I was intrigued from the get-go by your meter challenge. A quick Internet
image search revealed the very cool and unique fan layout for the Weston 269
meter.

As a tube tester collector, a key component to any of these devices is the
meter. It has been my experience that meters from the same manufacturer with
the same model number often have been internally shunted to provide
different operating characteristics. Just as you may find various drawings
of vintage gear schematics showing alterations to the circuit layouts yet
exhibiting the same drawing number, such was the state of configuration
control/management in those days.

A cursory search on the Internet has uncovered various full scale (f.s.)
characteristics for the Weston 269. The lowest f.s. deflection I found was 1
ma. I would have to agree with Ron. Your candidate substitute meter, with a
f.s. deflection of 50 ma, probably has been internally shunted.

Alan Douglas addresses meter substitution in his tube tester 'bible'; "Tube
Testers and Classic Electronic Test Gear". The donor meter has to have a
sensitivity equal to or greater than the meter you are replacing.
Sensitivity is based on both the f.s. deflection amperage and the equivalent
f.s. voltage.

Tube tester schematics generally show both the f.s. amperage and the
internal meter resistance for the main meter. The meter internal resistance
plays into how the meter itself affects the entire circuit it is integrated
into. The equivalent f.s. voltage is derived using ohms law (V = IR). The
equivalent f.s. voltage (V) is equal to the f.s. amperage (I) multiplied by
the internal meter resistance (R). As an example, the schematic for the
Hickok 539A tube tester shows the main meter has a 97 uA f.s. deflection,
and a 250 ohm internal meter resistance. I normalize everything to volts,
amps, and ohms to keep the decimal places straight. Doing the math, we can
determine the f.s equivalent voltage:

V = IR
V = I(97 uA or .000097 A) times R (250 ohms)
V = .02425 volts or 24.25 mV

Just to keep it clear in my mind, a donor meter with ‘greater sensitivity’
means both the f.s. amperage and the equivalent voltage are lower than the
identified values (in this case, less than 97 uA and less than 24.25 mV). To
understand why this is so becomes clear as you look at the method used to

The process for meter substitution is actually pretty straight forward. The
resulting meter must exhibit both the same f.s. amperage characteristics,
and the same internal meter resistance characteristics, as the original
meter. If the donor meter has the same f.s. amperage characteristic, we are
good to go for that element. If not, the only choice we have is to find a
meter with ‘greater sensitivity’ (a lower f.s. amperage characteristic) and
shunt it in parallel with the proper resistor (more on this later). Once
this is done, we add a series resistor to bring the total internal meter
resistance back to spec. Remove the meter scale from the original meter,
scan it, print it on card stock, and fit it into your new meter, and you are
good to go. In your case, since you are dealing with the same meter model,
the scale can just be carefully substituted (as you indicated).

● **DATASET EXCERPTS**
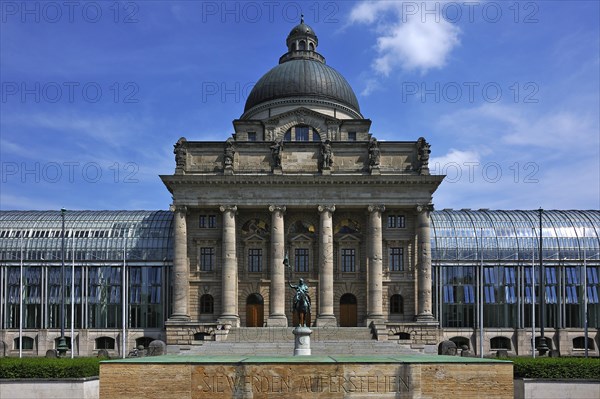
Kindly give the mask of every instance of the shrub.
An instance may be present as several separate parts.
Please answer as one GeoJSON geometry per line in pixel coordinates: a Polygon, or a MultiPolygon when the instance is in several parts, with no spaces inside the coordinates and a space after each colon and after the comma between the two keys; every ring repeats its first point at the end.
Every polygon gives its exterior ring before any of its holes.
{"type": "Polygon", "coordinates": [[[515,378],[600,380],[600,359],[576,357],[516,357],[515,378]]]}
{"type": "Polygon", "coordinates": [[[45,357],[0,359],[0,378],[83,378],[100,374],[98,358],[50,359],[45,357]]]}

● **GIVEN PROBLEM 1**
List each step that the meter substitution post gives for moving the scale from the original meter to the new one.
● **GIVEN PROBLEM 2**
Transcribe the meter substitution post from "I was intrigued" up to and including "in those days.".

● **WORKED ANSWER 1**
- Remove the meter scale from the original meter.
- Scan it.
- Print it on card stock.
- Fit it into the new meter.

● **WORKED ANSWER 2**
I was intrigued from the get-go by your meter challenge. A quick Internet
image search revealed the very cool and unique fan layout for the Weston 269
meter.

As a tube tester collector, a key component to any of these devices is the
meter. It has been my experience that meters from the same manufacturer with
the same model number often have been internally shunted to provide
different operating characteristics. Just as you may find various drawings
of vintage gear schematics showing alterations to the circuit layouts yet
exhibiting the same drawing number, such was the state of configuration
control/management in those days.